#### [Items]
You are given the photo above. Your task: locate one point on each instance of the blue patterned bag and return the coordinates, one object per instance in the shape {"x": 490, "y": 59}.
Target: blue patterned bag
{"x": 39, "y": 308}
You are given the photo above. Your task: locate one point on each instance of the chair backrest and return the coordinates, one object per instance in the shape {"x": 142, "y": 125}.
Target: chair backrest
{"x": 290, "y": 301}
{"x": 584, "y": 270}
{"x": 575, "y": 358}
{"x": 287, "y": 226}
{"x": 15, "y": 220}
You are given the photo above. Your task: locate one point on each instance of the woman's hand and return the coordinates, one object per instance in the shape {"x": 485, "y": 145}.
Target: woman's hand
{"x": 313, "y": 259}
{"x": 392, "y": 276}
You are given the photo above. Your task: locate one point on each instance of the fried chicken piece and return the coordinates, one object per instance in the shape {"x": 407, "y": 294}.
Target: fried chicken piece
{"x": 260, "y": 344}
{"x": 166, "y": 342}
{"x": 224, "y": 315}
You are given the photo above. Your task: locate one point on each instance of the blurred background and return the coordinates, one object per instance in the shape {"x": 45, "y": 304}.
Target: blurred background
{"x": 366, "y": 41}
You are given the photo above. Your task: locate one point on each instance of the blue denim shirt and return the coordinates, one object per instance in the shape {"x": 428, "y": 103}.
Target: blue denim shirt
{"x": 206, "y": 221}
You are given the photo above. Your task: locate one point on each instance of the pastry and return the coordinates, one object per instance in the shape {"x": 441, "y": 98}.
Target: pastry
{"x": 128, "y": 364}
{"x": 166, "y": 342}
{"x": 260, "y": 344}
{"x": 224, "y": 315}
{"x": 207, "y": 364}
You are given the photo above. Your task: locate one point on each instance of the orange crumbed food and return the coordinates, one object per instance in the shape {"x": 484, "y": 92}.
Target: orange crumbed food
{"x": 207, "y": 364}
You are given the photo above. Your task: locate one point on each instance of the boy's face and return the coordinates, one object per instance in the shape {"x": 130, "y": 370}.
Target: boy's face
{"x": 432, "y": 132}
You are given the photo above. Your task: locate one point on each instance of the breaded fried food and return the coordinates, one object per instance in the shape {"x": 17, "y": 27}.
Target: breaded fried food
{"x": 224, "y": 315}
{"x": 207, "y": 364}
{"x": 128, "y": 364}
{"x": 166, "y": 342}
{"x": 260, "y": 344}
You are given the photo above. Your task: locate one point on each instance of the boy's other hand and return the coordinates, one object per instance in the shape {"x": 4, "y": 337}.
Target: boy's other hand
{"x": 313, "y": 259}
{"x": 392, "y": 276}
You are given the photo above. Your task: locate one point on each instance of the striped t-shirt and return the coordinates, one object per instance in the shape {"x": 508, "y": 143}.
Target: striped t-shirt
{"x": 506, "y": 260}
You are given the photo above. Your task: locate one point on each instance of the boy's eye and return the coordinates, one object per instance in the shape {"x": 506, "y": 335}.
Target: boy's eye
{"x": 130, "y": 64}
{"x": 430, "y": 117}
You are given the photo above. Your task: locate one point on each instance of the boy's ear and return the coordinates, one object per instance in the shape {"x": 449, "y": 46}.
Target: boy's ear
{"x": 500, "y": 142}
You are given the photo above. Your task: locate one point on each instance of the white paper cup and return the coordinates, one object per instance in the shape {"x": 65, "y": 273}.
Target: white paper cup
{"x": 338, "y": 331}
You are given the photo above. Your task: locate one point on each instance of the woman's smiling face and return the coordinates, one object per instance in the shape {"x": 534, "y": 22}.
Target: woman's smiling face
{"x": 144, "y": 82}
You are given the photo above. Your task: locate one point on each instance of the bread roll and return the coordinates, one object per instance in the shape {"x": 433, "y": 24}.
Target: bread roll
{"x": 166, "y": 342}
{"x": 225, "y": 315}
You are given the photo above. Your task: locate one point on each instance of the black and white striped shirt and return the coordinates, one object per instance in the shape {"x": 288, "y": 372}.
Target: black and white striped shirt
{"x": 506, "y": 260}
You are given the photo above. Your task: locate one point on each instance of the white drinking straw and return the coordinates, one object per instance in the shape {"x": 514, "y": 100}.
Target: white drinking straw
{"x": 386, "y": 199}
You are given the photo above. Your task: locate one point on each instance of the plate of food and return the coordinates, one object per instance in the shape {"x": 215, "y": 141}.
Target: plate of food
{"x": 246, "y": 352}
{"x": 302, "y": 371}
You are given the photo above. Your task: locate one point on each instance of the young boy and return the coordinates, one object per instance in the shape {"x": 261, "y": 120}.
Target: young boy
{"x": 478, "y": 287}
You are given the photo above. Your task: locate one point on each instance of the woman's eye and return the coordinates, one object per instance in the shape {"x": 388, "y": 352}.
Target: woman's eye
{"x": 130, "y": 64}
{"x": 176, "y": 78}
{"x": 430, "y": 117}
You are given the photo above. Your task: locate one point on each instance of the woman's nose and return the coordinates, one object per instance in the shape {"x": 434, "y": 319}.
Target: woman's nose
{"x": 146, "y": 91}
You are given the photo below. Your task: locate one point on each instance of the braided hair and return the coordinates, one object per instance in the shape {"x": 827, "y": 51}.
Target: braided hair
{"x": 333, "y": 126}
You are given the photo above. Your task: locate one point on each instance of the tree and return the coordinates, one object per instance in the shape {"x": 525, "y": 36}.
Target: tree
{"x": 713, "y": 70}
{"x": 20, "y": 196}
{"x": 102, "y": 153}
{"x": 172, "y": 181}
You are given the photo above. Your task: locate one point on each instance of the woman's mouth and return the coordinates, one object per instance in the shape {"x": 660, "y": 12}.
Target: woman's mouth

#### [Your objective]
Please repeat the rows from the one with "the woman's mouth" up to and including the final row, switching "mouth" to "lips" and keeping everything else unchanged.

#### [Answer to the problem]
You are given the photo above. Your task: locate one point on each instance of the woman's lips and return the coordinates, one object per instance in the shape {"x": 660, "y": 12}.
Target: woman's lips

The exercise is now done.